WHAT IS BEING ASKED - Write the entries out again. Each one must match exactly.

BEGIN GIVEN DATA

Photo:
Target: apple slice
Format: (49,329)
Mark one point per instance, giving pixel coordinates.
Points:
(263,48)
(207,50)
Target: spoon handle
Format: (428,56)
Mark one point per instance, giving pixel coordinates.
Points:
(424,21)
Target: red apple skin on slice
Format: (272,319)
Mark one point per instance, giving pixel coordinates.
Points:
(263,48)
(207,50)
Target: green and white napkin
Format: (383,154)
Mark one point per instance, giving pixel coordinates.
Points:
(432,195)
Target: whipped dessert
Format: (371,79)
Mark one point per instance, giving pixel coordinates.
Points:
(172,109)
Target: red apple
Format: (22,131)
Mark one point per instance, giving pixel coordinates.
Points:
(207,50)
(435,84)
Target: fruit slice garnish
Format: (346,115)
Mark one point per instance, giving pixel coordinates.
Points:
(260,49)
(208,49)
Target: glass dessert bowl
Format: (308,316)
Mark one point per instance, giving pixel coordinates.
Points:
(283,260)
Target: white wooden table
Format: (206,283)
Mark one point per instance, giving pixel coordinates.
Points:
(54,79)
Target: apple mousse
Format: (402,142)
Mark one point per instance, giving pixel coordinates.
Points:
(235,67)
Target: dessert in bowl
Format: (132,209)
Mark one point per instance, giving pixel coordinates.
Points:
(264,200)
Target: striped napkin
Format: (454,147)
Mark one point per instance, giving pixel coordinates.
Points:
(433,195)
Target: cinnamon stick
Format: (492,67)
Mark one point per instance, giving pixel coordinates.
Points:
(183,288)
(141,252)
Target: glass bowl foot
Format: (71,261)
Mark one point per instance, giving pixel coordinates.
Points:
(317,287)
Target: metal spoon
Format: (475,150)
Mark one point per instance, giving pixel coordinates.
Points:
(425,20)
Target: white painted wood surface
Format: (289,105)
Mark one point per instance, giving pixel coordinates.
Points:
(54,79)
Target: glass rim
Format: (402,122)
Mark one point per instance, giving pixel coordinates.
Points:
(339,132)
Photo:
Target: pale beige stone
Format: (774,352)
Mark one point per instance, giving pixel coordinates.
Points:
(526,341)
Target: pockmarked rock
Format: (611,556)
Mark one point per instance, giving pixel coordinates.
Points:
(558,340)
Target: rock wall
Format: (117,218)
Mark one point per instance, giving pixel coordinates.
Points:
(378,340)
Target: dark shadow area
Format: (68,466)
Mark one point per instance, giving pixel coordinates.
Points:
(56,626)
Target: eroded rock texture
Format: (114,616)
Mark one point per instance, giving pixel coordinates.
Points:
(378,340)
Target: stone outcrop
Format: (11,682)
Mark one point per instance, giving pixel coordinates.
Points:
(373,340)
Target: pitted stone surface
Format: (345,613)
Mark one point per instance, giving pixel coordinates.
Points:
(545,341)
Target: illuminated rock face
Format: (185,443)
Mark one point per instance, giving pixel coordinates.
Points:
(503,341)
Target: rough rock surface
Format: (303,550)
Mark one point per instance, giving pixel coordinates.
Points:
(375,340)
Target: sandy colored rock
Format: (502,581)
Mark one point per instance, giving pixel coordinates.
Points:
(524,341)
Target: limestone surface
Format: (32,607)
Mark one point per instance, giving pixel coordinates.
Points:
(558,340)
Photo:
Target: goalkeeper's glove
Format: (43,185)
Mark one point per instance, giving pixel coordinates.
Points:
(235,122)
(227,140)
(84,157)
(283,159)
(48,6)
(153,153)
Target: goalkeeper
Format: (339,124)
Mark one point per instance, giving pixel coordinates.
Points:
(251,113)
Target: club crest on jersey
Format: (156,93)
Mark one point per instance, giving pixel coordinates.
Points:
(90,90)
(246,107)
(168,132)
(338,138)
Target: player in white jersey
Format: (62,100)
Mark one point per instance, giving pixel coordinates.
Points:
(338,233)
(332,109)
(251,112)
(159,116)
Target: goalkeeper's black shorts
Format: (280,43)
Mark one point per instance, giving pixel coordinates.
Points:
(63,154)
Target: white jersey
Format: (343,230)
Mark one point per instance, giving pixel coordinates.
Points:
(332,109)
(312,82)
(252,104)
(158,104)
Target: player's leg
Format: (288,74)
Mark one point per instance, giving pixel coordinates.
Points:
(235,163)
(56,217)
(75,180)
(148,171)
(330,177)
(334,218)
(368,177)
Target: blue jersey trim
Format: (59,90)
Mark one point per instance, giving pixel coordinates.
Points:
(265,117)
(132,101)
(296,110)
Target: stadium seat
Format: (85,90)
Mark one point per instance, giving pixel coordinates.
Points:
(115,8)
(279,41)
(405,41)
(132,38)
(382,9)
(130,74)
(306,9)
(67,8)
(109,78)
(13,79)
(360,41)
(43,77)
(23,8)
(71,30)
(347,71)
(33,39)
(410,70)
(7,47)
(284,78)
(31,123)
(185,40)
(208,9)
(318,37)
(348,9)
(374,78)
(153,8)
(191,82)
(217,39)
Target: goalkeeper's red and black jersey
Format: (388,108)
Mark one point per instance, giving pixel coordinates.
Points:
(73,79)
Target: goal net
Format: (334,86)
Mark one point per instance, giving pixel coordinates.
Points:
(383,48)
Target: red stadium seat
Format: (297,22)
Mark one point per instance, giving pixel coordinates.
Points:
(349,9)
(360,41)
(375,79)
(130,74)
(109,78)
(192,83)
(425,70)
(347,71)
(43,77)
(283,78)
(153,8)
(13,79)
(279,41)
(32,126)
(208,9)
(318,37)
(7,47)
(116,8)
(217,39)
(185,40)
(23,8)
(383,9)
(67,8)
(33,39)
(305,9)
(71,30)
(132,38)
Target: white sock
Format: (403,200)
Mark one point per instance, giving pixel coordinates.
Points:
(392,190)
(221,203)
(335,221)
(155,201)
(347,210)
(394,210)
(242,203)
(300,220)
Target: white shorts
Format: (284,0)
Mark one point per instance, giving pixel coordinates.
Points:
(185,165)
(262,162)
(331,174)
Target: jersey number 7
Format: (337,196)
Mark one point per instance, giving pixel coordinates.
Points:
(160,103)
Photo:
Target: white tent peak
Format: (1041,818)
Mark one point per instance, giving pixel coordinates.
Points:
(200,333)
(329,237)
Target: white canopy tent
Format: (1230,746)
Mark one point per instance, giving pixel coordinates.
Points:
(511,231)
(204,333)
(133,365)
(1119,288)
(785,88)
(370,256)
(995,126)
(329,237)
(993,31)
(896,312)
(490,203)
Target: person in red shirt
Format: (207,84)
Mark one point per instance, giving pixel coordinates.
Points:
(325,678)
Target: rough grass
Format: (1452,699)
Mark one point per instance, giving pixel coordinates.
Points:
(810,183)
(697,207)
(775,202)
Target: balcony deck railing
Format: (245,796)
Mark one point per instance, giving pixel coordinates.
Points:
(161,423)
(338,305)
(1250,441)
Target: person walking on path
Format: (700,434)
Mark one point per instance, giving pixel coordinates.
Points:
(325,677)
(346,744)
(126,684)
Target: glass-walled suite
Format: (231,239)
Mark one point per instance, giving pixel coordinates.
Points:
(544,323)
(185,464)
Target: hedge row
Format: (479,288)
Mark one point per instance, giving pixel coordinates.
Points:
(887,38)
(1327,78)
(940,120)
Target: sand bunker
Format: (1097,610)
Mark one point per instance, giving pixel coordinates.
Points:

END GIVEN DATA

WRITTEN REPLY -
Photo:
Target: apple slice
Format: (49,329)
Mark one point per instance, giving pixel coordinates.
Points:
(263,48)
(207,50)
Target: spoon handle
Format: (428,56)
Mark one point per instance, giving pixel coordinates.
Points:
(424,21)
Target: red apple skin on slice
Format: (272,319)
Mark one point per instance, giving pixel coordinates.
Points:
(263,48)
(207,50)
Target: green and white napkin
Format: (383,154)
Mark one point per instance, giving pixel coordinates.
Points:
(432,195)
Target: whipped dessert
Format: (371,79)
Mark one point per instance, giving pixel coordinates.
Points:
(172,109)
Target: red apple
Format: (22,131)
Mark one point per instance, giving pixel coordinates.
Points:
(207,50)
(435,84)
Target: fruit slice garnish
Format: (346,115)
Mark one point per instance, giving pixel coordinates.
Points:
(260,49)
(208,49)
Target: glass dessert bowl
Format: (308,316)
Mark one point per instance, giving pixel coordinates.
Points:
(283,260)
Target: white wooden table
Format: (206,283)
Mark one point per instance, giving pixel coordinates.
Points:
(54,79)
Target: apple mousse
Format: (402,142)
Mark one point per instance, giving pixel coordinates.
Points:
(235,67)
Target: dessert in bowl
Format: (132,209)
Mark one point per instance, giving pixel coordinates.
Points:
(264,200)
Target: striped napkin
Format: (454,147)
Mark one point per instance, giving pixel coordinates.
Points:
(433,195)
Target: cinnamon stick
Format: (492,67)
Mark one point per instance, giving pixel coordinates.
Points:
(183,288)
(141,252)
Target: glass bowl foot
Format: (71,261)
Mark one point per instance, giving pixel coordinates.
Points:
(317,287)
Target: metal spoon
Format: (475,150)
Mark one point per instance, giving pixel coordinates.
Points:
(425,20)
Target: white painted wood surface
Format: (289,105)
Mark one point per instance, giving pixel coordinates.
Points:
(54,79)
Target: glass rim
Format: (402,122)
Mark one point per instance, giving pixel coordinates.
Points:
(339,132)
Photo:
Target: pale beige stone
Format: (774,352)
Mark one point per instance, giving pixel coordinates.
Points:
(526,341)
Target: pockmarked rock
Format: (611,556)
Mark one point per instance, giving pixel coordinates.
Points:
(558,340)
Target: rock wall
Format: (117,218)
Mark one point per instance, giving pixel coordinates.
Points:
(378,340)
Target: dark shadow area
Format: (68,466)
Mark one point per instance, giving pixel coordinates.
Points:
(56,626)
Target: eroded rock texture
Format: (114,616)
Mark one point per instance, giving pixel coordinates.
Points:
(378,340)
Target: stone outcrop
Format: (11,682)
Mark one point per instance, giving pixel coordinates.
Points:
(373,340)
Target: pitted stone surface
Format: (345,613)
Mark one point per instance, giving pixel coordinates.
Points:
(545,341)
Target: illuminated rock face
Format: (185,443)
Mark one point per instance, giving pixel coordinates.
Points:
(503,341)
Target: rough rock surface
Format: (303,550)
Mark one point per instance, giving pixel coordinates.
Points:
(375,340)
Target: sandy colored rock
Format: (502,581)
Mark one point per instance, giving pixel coordinates.
Points:
(524,341)
Target: limestone surface
Format: (32,607)
Mark one point per instance, giving pixel coordinates.
Points:
(558,340)
Photo:
Target: goalkeeper's glove
Format: (43,185)
Mark one point per instance, giving pixel coordinates.
Points:
(235,122)
(227,140)
(84,157)
(283,159)
(48,6)
(153,153)
Target: goalkeeper
Format: (339,124)
Mark one point per instance, giving pixel coordinates.
Points:
(251,113)
Target: club crest on jersey
Format: (156,93)
Mark one point per instance, giving pixel coordinates.
Points:
(90,90)
(246,107)
(168,132)
(338,138)
Target: player in white jersey
Format: (62,100)
Mark one point per instance, giving pixel coordinates.
Points:
(338,233)
(332,109)
(251,112)
(159,116)
Target: goalkeeper's black shorts
Format: (280,43)
Mark one point per instance, giving pixel coordinates.
Points:
(63,154)
Target: white jersey
Format: (343,230)
Mark one point per instance, giving pixel coordinates.
Points:
(332,109)
(312,82)
(252,104)
(158,104)
Target: player's leg
Format: (288,74)
Mark one point per instance, giving pixel coordinates.
Points:
(235,163)
(56,217)
(75,180)
(148,171)
(330,177)
(334,218)
(368,177)
Target: blue jersey trim
Format: (59,90)
Mark one point per instance, giving pixel coordinates.
Points:
(265,117)
(132,101)
(296,110)
Target: stadium seat
Format: (85,90)
Mark one point per instance, giving pixel coordinates.
Points:
(115,8)
(279,41)
(405,41)
(132,38)
(382,9)
(130,74)
(306,9)
(67,8)
(109,78)
(13,79)
(360,41)
(43,77)
(23,8)
(71,30)
(347,71)
(33,39)
(410,70)
(7,47)
(284,78)
(31,123)
(185,40)
(208,9)
(318,37)
(348,9)
(374,78)
(153,8)
(191,82)
(217,39)
Target: goalkeeper's red and black jersey
Format: (388,108)
Mark one point per instance, giving pixel coordinates.
Points:
(73,79)
Target: goal net
Format: (334,86)
Mark one point per instance, giving pixel coordinates.
Points:
(383,48)
Target: red stadium seat
Format: (297,22)
Mark one point per instance, giving pixel coordinates.
Points:
(349,9)
(360,41)
(375,79)
(130,74)
(109,78)
(192,83)
(425,70)
(347,71)
(43,77)
(283,78)
(153,8)
(13,79)
(279,41)
(32,126)
(208,9)
(318,37)
(7,47)
(116,8)
(217,39)
(185,40)
(23,8)
(383,9)
(67,8)
(33,39)
(305,9)
(71,30)
(132,38)
Target: white sock
Format: (403,200)
Mark one point per instance, giving pixel coordinates.
Points:
(392,190)
(221,203)
(335,221)
(155,201)
(347,210)
(394,210)
(242,203)
(300,220)
Target: white shorts
Format: (284,0)
Mark one point per instance, giving pixel coordinates.
Points:
(185,165)
(262,162)
(331,174)
Target: jersey number 7
Format: (337,196)
Mark one point per instance, giving pixel coordinates.
Points:
(160,103)
Photo:
Target: white tent peak
Format: (1041,818)
Mark one point per instance, giving pixel coordinates.
Points:
(200,333)
(329,237)
Target: white canopy tent
Format: (1230,746)
Mark one point per instance, giving pixel coordinates.
Points:
(511,231)
(204,333)
(133,365)
(1119,288)
(785,88)
(370,256)
(995,126)
(329,237)
(993,31)
(896,312)
(490,203)
Target: person in red shirt
Format: (207,84)
Mark one point per instance, giving pixel coordinates.
Points:
(325,678)
Target: rough grass
Format: (1452,699)
Mark one point per instance, giving pixel coordinates.
Points:
(810,183)
(697,207)
(775,202)
Target: balcony deck railing
Format: (245,796)
Mark one point per instance, giving pixel coordinates.
Points:
(161,423)
(338,305)
(1250,441)
Target: person walking on path
Format: (700,434)
Mark one point per instance, giving pixel coordinates.
Points:
(325,677)
(346,744)
(126,684)
Target: glass-walled suite
Format: (231,239)
Mark one point per instance, giving pixel coordinates.
Points:
(544,323)
(185,464)
Target: hedge row
Format: (479,288)
Mark one point per instance, giving pixel coordinates.
Points:
(887,38)
(1327,78)
(940,120)
Target: sand bunker
Format: (1097,610)
Mark one point per instance, giving pixel coordinates.
Points:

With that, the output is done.